Задание
Какие строки записей содержат слово «reflection»? Выпишите каждую из них.
+++++
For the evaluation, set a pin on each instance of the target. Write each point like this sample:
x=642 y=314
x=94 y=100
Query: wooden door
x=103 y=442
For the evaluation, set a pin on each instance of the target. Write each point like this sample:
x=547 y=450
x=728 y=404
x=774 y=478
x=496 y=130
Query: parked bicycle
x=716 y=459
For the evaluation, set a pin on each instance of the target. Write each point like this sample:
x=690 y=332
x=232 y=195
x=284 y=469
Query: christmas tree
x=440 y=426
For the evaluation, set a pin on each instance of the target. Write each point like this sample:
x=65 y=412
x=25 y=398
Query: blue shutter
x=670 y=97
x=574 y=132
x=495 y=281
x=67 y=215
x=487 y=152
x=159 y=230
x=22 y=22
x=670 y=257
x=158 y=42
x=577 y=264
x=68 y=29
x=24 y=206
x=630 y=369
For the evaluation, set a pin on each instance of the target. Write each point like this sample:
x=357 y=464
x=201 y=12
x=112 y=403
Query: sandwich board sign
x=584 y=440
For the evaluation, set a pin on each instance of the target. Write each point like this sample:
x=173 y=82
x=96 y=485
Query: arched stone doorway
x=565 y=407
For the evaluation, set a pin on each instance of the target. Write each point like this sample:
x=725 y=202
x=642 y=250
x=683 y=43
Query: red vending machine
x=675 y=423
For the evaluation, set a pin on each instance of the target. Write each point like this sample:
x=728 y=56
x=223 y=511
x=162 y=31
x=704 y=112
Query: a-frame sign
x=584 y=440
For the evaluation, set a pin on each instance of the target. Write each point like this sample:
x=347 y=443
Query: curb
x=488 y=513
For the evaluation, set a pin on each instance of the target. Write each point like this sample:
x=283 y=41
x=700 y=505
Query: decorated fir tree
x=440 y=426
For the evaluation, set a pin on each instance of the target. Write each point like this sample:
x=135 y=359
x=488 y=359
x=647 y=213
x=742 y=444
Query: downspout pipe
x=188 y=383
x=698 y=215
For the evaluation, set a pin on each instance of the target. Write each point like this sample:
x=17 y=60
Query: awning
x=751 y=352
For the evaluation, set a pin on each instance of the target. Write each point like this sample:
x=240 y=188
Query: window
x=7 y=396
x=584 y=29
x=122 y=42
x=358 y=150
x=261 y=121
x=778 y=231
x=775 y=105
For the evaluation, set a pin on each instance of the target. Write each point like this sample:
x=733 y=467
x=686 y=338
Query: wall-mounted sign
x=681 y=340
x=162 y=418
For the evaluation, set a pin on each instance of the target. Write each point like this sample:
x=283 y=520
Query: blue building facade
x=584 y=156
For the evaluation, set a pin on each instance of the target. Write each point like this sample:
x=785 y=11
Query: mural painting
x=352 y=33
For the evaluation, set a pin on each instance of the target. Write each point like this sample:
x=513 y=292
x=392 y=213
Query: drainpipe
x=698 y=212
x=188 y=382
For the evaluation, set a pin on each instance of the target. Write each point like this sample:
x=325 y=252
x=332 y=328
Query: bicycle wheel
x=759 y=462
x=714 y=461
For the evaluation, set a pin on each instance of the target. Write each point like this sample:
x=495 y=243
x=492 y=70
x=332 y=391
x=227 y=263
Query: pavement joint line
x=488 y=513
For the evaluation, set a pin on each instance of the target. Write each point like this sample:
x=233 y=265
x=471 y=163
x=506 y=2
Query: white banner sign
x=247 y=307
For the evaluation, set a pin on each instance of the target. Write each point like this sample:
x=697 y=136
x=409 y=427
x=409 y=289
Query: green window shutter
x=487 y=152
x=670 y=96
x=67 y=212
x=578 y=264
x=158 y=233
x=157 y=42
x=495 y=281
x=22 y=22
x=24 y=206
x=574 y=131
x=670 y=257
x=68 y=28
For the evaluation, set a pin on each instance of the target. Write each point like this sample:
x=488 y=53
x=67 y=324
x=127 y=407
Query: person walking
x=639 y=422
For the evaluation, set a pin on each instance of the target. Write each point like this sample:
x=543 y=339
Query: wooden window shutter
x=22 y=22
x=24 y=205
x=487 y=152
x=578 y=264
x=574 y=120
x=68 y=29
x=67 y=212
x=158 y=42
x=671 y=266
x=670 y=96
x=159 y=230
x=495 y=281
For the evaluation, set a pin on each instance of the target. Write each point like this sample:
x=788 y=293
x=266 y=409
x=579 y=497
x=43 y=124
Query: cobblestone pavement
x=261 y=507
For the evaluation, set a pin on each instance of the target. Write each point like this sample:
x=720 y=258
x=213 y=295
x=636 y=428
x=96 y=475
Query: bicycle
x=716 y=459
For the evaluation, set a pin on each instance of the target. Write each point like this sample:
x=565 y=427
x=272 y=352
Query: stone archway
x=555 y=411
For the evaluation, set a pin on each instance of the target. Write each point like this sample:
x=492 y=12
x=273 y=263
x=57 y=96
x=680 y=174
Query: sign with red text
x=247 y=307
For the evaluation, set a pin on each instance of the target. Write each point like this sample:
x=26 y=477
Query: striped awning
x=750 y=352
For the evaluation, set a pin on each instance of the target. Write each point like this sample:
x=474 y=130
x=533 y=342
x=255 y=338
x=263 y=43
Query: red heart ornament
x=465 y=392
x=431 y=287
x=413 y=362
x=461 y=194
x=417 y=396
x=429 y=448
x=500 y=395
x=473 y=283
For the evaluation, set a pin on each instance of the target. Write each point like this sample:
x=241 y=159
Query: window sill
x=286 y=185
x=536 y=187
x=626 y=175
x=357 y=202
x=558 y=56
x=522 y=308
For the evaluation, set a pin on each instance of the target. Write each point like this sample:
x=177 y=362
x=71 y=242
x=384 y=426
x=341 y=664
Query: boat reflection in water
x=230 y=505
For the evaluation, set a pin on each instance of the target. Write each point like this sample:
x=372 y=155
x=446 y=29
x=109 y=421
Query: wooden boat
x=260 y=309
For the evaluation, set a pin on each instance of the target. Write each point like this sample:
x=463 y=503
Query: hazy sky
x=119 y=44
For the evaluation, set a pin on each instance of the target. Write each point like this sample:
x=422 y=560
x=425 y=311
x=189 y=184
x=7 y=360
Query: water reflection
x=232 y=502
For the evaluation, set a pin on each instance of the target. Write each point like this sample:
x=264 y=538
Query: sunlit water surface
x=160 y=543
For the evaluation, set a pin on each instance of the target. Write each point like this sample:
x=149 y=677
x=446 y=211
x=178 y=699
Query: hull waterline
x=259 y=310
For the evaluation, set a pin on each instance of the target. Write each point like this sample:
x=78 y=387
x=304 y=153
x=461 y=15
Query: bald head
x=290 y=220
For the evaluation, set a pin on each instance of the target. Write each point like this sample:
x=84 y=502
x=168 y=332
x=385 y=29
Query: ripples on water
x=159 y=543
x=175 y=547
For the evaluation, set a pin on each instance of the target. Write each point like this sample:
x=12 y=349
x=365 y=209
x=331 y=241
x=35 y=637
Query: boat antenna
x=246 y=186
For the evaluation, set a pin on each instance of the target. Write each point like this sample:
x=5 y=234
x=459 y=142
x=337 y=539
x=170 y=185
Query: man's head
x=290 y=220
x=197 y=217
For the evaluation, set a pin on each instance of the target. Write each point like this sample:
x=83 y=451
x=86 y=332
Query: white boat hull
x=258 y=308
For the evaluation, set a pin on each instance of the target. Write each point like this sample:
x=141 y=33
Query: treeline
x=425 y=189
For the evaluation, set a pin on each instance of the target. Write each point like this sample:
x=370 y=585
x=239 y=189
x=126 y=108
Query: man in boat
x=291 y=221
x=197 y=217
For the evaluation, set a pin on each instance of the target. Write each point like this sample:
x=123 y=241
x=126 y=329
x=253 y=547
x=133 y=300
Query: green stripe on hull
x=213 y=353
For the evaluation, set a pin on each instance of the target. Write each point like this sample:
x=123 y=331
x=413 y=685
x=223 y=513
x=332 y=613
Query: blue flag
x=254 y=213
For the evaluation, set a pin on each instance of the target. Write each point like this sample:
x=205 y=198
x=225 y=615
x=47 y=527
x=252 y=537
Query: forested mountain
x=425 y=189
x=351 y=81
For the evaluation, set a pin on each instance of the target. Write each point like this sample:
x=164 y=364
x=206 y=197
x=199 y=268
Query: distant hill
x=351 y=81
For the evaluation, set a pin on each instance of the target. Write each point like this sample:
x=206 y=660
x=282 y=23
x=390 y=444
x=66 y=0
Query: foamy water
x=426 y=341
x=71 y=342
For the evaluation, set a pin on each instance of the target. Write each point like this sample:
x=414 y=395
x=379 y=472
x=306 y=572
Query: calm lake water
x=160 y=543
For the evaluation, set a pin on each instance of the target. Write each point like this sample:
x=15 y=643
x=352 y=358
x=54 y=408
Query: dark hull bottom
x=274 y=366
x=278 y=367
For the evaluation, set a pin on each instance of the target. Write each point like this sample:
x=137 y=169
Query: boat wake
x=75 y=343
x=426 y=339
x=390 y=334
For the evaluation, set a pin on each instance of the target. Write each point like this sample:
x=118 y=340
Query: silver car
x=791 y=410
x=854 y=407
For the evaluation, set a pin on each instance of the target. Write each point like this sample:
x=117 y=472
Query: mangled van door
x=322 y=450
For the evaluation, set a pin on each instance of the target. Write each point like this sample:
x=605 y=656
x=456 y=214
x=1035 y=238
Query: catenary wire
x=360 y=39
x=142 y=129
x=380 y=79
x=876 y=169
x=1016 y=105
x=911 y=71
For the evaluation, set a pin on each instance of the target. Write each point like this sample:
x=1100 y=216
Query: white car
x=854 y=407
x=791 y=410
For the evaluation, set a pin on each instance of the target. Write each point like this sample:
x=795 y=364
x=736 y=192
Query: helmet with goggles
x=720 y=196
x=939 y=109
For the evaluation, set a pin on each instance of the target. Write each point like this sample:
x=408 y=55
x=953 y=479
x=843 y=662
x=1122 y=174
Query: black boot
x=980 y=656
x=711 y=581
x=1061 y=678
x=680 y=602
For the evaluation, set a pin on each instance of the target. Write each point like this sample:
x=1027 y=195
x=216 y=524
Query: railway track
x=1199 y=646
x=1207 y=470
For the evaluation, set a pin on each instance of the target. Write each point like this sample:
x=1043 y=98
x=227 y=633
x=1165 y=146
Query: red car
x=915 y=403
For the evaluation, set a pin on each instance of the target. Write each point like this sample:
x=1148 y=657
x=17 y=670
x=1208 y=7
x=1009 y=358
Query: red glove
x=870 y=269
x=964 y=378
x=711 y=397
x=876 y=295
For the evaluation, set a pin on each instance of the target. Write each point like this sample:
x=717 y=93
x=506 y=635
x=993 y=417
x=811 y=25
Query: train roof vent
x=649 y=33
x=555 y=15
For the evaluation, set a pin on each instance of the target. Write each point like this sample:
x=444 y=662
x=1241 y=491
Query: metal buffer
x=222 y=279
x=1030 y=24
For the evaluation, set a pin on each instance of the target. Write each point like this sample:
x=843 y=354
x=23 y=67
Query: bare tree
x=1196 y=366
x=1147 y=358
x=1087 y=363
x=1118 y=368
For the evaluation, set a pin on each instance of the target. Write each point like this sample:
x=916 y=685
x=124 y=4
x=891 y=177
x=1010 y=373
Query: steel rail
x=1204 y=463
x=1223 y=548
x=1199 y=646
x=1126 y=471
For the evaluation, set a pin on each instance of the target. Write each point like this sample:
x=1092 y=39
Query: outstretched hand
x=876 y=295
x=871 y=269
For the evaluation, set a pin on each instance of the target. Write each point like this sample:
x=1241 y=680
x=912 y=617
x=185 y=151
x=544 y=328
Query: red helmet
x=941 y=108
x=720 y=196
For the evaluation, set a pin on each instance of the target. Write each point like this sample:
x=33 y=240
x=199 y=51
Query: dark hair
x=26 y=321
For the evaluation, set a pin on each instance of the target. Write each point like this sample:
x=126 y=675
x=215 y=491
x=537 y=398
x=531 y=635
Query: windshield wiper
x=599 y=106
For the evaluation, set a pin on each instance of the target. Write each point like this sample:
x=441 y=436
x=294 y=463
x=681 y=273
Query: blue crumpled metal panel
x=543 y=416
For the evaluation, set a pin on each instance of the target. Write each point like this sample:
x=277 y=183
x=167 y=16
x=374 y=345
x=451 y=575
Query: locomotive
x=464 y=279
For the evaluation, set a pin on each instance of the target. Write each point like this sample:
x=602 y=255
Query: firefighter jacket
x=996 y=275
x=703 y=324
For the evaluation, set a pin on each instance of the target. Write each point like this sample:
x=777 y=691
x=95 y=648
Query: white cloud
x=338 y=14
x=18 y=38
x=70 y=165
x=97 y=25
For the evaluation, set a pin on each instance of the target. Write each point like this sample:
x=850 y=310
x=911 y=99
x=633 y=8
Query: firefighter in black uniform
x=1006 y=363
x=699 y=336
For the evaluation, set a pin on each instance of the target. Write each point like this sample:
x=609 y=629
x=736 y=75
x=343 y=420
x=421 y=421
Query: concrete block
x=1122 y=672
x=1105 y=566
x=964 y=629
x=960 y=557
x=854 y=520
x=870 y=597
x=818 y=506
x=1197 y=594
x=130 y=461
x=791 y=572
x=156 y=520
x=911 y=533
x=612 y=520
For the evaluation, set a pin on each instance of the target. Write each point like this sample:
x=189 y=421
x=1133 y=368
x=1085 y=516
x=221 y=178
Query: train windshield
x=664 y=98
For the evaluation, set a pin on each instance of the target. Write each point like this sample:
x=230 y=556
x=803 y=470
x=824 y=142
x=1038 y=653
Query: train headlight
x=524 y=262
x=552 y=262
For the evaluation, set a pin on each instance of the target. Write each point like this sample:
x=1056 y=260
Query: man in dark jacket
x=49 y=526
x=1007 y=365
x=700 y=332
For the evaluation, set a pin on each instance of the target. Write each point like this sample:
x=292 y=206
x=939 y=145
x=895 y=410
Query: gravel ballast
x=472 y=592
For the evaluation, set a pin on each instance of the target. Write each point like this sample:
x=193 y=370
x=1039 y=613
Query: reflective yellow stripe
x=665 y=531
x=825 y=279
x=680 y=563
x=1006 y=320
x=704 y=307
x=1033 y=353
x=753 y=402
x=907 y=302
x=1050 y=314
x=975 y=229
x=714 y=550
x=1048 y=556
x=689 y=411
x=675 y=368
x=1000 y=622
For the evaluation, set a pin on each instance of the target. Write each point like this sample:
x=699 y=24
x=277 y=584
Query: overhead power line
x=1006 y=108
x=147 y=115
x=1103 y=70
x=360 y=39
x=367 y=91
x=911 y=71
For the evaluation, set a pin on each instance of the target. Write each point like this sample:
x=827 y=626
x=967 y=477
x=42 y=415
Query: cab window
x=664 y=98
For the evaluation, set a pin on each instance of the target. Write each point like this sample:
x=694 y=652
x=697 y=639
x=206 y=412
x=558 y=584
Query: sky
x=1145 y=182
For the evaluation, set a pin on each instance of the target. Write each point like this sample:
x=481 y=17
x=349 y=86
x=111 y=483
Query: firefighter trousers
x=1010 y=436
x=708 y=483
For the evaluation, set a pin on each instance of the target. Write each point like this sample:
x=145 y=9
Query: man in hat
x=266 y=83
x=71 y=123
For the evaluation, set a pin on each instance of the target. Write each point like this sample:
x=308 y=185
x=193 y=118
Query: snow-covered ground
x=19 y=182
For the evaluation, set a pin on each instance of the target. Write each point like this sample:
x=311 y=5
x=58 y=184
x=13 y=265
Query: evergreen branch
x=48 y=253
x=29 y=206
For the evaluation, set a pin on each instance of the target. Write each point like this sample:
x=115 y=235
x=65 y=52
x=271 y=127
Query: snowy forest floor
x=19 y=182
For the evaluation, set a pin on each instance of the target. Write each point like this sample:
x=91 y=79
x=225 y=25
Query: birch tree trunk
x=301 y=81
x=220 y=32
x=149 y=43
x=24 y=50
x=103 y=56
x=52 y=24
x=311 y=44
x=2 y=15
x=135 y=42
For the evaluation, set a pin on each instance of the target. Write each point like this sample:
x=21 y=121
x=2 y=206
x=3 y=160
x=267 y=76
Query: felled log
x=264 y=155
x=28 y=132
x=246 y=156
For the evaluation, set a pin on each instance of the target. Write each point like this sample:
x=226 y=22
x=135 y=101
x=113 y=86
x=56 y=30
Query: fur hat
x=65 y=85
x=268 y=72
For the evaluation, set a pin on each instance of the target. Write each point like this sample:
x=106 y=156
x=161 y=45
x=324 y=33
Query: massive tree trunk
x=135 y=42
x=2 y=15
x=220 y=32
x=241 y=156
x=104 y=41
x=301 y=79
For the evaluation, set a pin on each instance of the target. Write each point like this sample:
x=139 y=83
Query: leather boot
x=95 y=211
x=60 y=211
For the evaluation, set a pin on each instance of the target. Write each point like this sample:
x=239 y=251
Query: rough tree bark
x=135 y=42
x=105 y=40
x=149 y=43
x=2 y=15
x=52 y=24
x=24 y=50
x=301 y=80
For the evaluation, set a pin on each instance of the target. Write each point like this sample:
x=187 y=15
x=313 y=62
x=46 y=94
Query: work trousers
+++++
Полный ответ
Query: boat reflection in water
Query: water reflection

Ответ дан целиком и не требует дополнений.